**Tugas 1**. Sajikan ulang entri di bawah, mulai dari baris pertama hingga baris yang memuat "negative clicks: (299, 290)" (keduanya termasuk), sebagai tabel Markdown berkolom "No" untuk nomor urut dan "Baris" untuk isi baris. Lewati baris kosong dan jangan sertakan gambar dalam jawaban.

Renungan

Sabtu, 20 April 2024

Qiyas al-‘akas dalam berargumentasi

 

Salah satu metode berargumetasi (istidlal) yang dibahas dalam ushul fiqh adalah qiyas al-‘akas. Dalam kitab Ghayah al-Wushul, Zakariya al-Anshari mendevinisikan qiyas al-‘akas sebagai berikut:

وهو إثبات عكس حكم شيء لمثله لتعاكسهما في العلة

Yaitu menetapkan lawan dari hukum sesuatu kepada yang sebanding dengannya karena berlawanan keduanya pada ‘illah hukum. (Ghayah al-Wushul: 144)

 

Al-Zarkasyi dalam menjelaskan qiyas al-‘akas mengatakan,

النَّوْعُ الثَّالِثُ قِيَاسُ الْعَكْسِ وَهُوَ إثْبَاتُ نَقِيضِ الْحُكْمِ فِي غَيْرِهِ لِافْتِرَاقِهِمَا فِي عِلَّةِ الْحُكْمِ، كَذَا عَرَّفَهُ صَاحِبُ الْمُعْتَمَدِ وَالْأَحْكَامِ وَغَيْرِهِمَا

Pembagian ketiga dari qiyas adalah qiyas al-‘akas, yaitu menetapkan lawan hukum pada selainnya karena berbeda keduanya pada ‘illah hukum. Demikian telah didevinisikannya oleh pengarang kitab al-Mu’tamad dan kitab al-Ahkam dan juga selain keduanya. (Bahr al-Muhith fi Ushul Fiqh: VII/60)

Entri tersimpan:
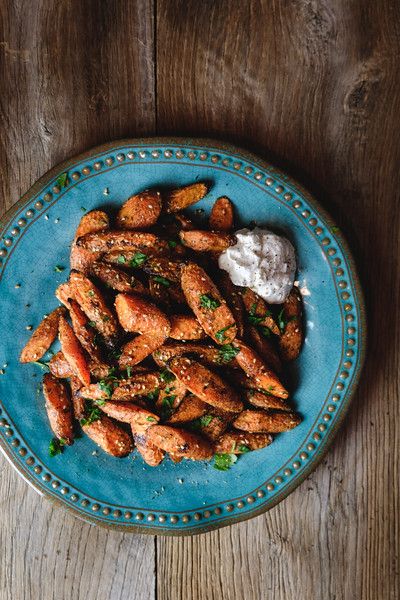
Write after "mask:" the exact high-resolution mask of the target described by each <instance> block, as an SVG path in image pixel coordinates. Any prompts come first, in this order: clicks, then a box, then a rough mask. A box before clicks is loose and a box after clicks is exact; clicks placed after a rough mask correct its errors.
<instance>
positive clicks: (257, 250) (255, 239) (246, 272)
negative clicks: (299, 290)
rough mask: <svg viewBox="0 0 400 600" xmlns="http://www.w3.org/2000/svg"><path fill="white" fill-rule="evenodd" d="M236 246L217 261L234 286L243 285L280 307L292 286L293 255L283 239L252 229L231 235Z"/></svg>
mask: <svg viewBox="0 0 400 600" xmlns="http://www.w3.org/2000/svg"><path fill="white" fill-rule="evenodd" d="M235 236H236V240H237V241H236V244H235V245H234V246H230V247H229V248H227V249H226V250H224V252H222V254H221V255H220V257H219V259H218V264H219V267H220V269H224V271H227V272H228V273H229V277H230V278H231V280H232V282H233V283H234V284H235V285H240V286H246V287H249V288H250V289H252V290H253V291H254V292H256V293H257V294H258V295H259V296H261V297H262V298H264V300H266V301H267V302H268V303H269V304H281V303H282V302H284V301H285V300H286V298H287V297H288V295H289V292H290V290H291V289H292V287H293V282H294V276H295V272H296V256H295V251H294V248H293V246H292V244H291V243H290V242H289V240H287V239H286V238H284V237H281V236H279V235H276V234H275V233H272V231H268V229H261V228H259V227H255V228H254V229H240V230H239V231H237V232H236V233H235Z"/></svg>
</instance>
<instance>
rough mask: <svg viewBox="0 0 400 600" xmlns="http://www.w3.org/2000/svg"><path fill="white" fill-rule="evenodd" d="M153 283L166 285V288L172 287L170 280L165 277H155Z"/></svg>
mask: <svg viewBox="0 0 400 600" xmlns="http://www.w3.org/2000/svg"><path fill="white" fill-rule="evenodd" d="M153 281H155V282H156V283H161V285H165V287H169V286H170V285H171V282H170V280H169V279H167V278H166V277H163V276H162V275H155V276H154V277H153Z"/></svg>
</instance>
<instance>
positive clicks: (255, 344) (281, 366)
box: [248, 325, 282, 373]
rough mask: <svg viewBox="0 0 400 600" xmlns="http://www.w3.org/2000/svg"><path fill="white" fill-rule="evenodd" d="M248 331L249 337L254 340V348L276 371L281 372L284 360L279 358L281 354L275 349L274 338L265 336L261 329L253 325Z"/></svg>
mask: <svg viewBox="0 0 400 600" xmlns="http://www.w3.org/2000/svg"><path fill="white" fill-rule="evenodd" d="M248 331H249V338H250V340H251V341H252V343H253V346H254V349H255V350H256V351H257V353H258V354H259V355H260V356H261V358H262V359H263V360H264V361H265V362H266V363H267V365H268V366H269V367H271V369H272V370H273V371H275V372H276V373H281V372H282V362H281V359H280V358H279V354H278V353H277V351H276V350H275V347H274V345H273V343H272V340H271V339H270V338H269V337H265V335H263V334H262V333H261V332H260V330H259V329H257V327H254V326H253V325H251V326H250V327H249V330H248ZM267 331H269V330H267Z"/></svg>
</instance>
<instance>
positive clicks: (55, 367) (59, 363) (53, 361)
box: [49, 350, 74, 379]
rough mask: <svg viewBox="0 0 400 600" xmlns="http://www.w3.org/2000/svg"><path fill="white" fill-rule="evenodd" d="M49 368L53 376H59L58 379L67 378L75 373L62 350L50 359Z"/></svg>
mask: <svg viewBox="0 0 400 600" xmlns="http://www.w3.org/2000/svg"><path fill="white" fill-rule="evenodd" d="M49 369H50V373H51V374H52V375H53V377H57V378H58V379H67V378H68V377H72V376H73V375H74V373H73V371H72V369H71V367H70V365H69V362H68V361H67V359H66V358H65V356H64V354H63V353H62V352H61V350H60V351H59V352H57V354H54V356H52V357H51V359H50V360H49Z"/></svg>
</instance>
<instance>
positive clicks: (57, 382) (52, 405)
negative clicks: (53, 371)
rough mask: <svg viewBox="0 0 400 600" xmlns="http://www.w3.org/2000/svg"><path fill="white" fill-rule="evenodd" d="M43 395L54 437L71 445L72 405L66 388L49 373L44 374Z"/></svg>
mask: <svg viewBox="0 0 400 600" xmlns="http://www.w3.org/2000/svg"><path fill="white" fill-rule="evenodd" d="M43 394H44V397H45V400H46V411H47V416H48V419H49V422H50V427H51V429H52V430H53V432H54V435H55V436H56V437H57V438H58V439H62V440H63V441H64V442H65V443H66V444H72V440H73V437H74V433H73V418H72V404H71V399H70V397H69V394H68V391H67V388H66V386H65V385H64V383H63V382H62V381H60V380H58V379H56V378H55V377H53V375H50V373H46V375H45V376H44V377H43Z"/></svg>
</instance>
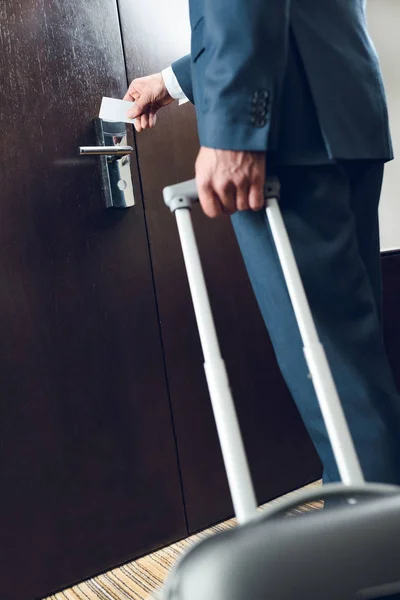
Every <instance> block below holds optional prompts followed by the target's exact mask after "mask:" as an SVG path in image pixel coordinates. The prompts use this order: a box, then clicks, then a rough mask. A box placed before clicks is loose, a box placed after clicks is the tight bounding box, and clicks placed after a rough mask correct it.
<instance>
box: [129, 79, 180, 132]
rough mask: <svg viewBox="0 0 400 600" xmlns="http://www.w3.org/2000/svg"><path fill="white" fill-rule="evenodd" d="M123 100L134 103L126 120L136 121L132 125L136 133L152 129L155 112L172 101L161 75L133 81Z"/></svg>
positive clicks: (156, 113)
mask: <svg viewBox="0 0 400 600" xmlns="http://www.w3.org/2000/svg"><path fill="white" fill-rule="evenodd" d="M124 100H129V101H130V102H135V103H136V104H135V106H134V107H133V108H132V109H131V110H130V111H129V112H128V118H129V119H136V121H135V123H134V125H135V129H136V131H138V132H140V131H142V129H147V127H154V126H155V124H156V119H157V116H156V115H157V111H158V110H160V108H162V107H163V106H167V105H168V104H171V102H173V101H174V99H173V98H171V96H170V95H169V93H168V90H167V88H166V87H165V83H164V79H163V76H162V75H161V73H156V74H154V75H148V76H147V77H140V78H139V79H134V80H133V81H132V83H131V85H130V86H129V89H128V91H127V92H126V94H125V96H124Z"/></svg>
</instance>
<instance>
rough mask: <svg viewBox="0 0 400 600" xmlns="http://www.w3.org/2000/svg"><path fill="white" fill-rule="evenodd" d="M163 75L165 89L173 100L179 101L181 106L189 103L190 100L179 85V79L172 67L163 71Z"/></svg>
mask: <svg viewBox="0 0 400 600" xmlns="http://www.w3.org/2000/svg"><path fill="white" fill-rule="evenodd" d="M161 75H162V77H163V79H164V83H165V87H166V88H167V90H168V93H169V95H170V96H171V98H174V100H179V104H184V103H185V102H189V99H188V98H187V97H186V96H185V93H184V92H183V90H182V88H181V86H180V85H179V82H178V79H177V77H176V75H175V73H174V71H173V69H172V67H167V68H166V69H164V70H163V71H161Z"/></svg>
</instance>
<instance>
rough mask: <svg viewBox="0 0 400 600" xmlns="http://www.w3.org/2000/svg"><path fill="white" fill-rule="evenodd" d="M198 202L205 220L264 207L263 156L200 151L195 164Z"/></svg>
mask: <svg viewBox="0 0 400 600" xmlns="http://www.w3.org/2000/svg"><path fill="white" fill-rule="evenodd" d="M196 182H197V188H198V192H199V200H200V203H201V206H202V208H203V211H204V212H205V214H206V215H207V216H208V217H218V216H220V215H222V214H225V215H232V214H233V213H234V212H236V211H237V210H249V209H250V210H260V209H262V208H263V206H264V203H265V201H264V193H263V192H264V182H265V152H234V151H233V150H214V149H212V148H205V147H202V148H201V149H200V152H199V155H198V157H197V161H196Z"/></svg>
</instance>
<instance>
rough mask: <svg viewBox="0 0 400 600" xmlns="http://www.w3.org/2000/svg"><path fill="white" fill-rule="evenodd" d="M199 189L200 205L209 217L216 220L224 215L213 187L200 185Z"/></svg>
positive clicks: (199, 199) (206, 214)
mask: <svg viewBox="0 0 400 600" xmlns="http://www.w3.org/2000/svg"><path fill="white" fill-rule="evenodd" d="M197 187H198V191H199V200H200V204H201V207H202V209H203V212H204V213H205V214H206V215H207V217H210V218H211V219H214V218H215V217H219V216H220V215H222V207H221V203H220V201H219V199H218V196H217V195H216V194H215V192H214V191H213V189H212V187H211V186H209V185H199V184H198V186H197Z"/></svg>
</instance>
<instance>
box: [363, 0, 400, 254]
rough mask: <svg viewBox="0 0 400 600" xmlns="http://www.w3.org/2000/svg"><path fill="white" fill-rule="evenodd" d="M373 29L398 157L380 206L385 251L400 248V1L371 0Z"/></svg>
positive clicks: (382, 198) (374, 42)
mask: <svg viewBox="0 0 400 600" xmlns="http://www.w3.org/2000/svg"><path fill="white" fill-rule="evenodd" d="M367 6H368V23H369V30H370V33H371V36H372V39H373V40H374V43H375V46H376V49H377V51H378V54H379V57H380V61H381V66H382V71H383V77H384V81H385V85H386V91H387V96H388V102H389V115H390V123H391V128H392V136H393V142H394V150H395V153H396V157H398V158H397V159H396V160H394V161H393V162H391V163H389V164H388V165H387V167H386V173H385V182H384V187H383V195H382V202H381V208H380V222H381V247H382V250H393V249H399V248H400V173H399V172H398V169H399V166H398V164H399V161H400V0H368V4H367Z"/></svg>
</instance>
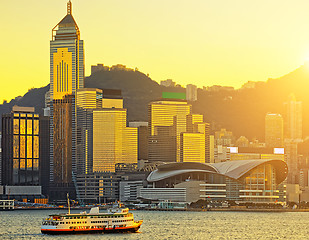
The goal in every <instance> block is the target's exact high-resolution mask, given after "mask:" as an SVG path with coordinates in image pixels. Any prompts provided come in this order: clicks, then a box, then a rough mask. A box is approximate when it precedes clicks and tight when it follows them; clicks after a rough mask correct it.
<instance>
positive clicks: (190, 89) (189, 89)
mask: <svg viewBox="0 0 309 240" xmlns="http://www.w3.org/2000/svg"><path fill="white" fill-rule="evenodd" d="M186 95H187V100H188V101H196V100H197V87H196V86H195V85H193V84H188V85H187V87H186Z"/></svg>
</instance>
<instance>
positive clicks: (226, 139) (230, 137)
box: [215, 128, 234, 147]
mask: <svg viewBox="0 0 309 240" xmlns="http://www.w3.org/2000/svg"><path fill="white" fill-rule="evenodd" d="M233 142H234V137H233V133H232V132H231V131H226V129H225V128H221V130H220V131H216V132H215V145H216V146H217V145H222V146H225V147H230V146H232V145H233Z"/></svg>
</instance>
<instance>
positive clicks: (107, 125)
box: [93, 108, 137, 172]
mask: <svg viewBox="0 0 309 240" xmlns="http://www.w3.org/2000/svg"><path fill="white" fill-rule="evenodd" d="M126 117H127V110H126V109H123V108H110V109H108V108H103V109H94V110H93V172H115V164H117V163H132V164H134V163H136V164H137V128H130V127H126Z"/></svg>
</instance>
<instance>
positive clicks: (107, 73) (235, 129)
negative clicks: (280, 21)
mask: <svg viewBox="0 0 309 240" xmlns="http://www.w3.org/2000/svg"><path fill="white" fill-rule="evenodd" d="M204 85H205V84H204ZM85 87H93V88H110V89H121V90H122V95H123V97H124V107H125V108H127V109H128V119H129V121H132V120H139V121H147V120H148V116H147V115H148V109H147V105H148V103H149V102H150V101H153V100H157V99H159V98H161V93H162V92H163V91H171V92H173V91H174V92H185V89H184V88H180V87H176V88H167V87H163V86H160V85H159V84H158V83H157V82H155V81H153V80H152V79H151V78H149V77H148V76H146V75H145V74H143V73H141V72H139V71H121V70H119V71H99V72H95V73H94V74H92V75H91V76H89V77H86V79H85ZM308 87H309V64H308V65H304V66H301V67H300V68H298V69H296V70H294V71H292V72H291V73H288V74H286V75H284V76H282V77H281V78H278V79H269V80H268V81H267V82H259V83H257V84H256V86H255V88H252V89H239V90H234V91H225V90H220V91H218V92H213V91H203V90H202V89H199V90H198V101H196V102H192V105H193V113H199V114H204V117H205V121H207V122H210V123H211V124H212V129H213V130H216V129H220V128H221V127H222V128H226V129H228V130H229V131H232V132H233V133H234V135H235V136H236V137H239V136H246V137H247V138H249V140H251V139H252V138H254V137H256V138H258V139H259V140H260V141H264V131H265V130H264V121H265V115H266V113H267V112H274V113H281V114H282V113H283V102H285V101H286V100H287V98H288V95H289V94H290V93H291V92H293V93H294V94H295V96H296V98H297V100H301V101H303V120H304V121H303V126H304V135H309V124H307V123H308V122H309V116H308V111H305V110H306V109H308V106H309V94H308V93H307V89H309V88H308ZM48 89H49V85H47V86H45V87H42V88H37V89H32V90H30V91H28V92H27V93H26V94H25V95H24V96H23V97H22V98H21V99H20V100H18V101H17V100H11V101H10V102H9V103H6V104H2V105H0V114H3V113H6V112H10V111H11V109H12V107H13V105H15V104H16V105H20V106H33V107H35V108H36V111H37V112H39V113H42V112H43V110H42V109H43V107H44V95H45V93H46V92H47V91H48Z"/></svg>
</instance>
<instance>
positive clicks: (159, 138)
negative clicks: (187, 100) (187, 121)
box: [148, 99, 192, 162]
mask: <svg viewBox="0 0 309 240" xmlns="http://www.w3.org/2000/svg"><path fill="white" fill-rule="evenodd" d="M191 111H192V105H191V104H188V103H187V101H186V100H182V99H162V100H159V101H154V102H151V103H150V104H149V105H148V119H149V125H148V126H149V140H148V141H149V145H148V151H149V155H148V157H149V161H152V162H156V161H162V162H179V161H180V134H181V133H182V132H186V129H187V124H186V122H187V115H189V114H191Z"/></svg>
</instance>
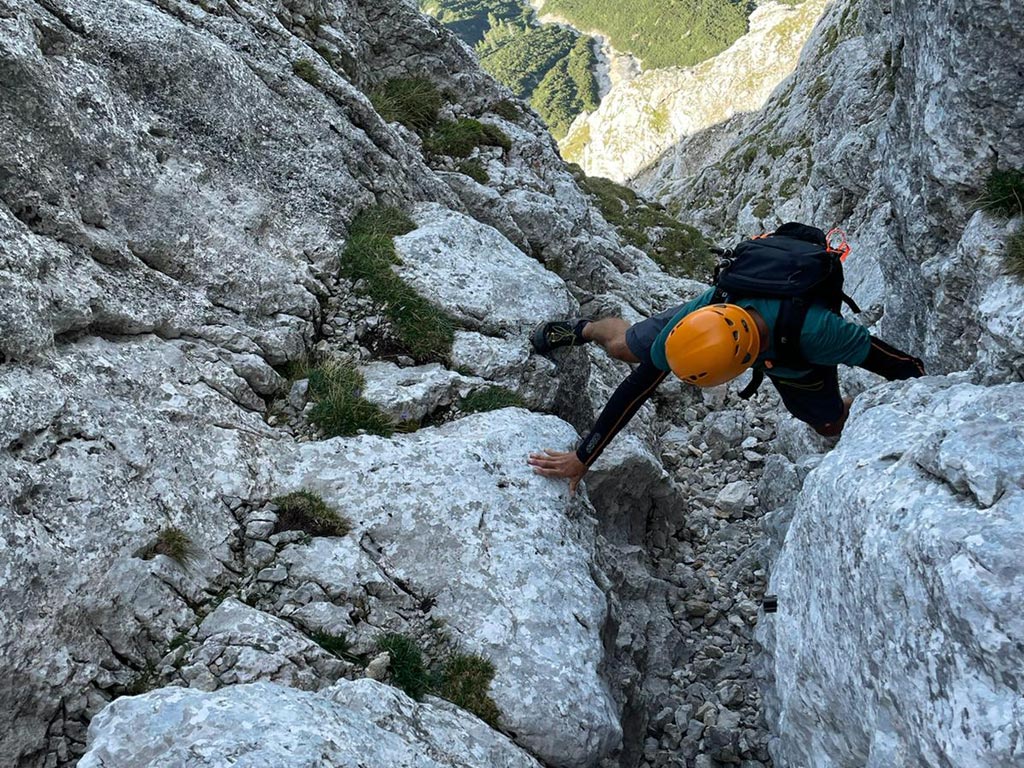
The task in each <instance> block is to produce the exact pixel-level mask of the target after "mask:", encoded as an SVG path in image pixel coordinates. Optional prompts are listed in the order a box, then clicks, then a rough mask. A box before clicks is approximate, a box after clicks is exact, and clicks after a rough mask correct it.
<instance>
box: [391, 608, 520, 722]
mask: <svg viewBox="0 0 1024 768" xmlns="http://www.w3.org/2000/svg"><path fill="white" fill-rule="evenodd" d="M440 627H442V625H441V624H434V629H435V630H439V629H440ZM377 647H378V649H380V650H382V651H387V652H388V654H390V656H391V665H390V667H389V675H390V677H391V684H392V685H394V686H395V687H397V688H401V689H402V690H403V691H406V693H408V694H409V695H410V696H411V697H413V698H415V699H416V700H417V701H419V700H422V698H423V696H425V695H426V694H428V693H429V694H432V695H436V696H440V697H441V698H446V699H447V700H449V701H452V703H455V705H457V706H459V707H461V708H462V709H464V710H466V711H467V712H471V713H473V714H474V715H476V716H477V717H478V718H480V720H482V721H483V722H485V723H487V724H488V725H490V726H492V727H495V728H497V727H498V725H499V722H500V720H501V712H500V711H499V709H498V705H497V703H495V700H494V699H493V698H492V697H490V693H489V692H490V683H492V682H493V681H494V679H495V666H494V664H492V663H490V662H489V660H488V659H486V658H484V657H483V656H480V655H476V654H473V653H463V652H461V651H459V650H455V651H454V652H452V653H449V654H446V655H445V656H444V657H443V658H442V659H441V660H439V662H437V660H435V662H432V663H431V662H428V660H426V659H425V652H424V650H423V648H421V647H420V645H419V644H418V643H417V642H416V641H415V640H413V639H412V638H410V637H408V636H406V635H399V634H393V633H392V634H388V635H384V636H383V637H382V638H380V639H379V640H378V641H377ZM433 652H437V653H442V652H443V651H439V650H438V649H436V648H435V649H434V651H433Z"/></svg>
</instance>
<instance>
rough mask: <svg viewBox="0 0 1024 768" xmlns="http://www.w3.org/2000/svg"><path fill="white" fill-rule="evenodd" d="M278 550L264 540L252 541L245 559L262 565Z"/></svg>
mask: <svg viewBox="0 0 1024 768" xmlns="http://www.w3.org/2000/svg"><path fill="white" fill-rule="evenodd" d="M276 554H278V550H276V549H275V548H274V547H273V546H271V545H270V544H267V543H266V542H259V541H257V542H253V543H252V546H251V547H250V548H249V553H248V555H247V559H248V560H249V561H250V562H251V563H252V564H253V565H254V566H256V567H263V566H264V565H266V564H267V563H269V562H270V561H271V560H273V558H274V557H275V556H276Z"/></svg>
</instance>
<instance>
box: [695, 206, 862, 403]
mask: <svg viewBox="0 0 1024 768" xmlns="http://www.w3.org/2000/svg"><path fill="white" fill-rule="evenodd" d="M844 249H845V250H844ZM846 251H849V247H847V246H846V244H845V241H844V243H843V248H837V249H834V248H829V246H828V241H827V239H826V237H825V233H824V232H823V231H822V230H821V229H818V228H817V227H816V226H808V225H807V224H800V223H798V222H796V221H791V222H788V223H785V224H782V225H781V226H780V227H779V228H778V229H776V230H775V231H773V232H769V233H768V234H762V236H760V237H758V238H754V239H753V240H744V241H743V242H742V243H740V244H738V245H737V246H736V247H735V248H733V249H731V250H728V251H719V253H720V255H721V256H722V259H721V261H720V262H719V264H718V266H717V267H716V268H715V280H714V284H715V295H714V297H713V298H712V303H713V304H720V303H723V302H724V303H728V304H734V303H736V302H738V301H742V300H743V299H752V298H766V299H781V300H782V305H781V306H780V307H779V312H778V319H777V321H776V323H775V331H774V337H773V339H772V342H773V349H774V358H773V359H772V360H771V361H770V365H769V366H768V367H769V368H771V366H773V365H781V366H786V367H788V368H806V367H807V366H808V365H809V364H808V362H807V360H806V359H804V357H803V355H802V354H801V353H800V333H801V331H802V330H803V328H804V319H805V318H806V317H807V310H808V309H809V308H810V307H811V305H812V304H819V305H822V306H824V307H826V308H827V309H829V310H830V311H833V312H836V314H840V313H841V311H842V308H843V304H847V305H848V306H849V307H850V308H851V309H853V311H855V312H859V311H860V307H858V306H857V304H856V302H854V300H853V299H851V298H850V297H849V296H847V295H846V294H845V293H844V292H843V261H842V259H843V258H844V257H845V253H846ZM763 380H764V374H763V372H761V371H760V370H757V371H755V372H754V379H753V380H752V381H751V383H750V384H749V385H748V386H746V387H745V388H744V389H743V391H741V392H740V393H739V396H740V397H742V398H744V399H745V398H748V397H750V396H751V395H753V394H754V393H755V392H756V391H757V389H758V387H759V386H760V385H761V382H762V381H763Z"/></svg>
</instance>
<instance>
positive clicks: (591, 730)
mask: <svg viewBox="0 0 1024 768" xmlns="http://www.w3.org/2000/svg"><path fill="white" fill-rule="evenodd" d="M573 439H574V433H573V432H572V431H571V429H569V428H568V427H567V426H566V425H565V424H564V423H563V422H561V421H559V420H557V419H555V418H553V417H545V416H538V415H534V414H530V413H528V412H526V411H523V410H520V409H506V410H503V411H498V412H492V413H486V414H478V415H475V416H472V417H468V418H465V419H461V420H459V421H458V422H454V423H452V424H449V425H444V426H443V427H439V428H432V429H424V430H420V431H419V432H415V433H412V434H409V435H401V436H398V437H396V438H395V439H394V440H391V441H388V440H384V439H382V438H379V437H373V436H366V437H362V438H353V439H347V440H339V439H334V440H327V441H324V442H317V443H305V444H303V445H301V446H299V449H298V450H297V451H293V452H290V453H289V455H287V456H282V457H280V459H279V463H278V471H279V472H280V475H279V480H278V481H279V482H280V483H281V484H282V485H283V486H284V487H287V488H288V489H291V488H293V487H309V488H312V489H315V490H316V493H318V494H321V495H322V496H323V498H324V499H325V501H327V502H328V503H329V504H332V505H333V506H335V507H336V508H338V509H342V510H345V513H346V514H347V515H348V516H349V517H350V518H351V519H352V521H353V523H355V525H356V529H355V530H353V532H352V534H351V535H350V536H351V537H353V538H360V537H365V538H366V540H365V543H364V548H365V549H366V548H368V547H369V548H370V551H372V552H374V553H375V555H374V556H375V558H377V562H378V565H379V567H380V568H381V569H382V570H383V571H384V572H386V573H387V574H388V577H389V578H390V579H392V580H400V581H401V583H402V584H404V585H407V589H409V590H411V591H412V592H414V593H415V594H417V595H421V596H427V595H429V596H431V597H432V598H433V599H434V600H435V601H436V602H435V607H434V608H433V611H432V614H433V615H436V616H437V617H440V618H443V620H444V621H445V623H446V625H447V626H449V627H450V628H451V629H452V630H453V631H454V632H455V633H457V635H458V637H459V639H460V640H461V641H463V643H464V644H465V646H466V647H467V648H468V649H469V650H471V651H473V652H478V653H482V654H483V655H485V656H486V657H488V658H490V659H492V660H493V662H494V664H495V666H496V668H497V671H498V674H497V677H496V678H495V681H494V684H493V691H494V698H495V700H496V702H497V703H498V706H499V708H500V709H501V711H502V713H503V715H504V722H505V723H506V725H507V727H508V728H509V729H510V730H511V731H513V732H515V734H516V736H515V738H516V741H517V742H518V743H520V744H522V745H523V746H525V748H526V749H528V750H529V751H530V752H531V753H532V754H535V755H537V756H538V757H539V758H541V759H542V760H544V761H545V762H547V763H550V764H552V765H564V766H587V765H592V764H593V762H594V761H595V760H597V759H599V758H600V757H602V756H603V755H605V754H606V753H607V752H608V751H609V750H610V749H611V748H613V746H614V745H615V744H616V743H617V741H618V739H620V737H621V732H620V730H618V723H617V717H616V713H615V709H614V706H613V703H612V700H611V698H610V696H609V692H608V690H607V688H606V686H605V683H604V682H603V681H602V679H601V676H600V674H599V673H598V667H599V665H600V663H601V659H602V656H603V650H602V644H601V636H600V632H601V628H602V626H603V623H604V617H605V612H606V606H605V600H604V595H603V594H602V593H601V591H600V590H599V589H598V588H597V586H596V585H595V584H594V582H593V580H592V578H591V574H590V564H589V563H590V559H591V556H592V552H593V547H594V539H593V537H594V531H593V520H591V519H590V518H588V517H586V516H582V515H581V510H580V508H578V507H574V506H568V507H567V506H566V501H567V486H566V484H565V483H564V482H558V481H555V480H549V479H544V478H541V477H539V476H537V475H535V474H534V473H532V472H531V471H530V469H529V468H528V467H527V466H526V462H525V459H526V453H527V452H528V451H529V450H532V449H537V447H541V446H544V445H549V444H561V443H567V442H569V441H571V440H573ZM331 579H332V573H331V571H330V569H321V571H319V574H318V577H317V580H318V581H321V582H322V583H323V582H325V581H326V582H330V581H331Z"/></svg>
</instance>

**Tugas 2**. Salin tanpa perubahan bagian teks tentang qiyas al-‘akas di atas yang diawali kata-kata "وهو إثبات عكس" dan diakhiri "(Ghayah al-Wushul: 144)".

**Penyelesaian 1**.
| No | Baris |
|---|---|
| 1 | Write after "mask:" the exact high-resolution mask of the target described by each <instance> block, as an SVG path in image pixel coordinates. Any prompts come first, in this order: clicks, then a box, then a rough mask. A box before clicks is loose and a box after clicks is exact; clicks placed after a rough mask correct its errors. |
| 2 | <instance> |
| 3 | positive clicks: (257, 250) (255, 239) (246, 272) |
| 4 | negative clicks: (299, 290) |

**Penyelesaian 2**.
وهو إثبات عكس حكم شيء لمثله لتعاكسهما في العلة

Yaitu menetapkan lawan dari hukum sesuatu kepada yang sebanding dengannya karena berlawanan keduanya pada ‘illah hukum. (Ghayah al-Wushul: 144)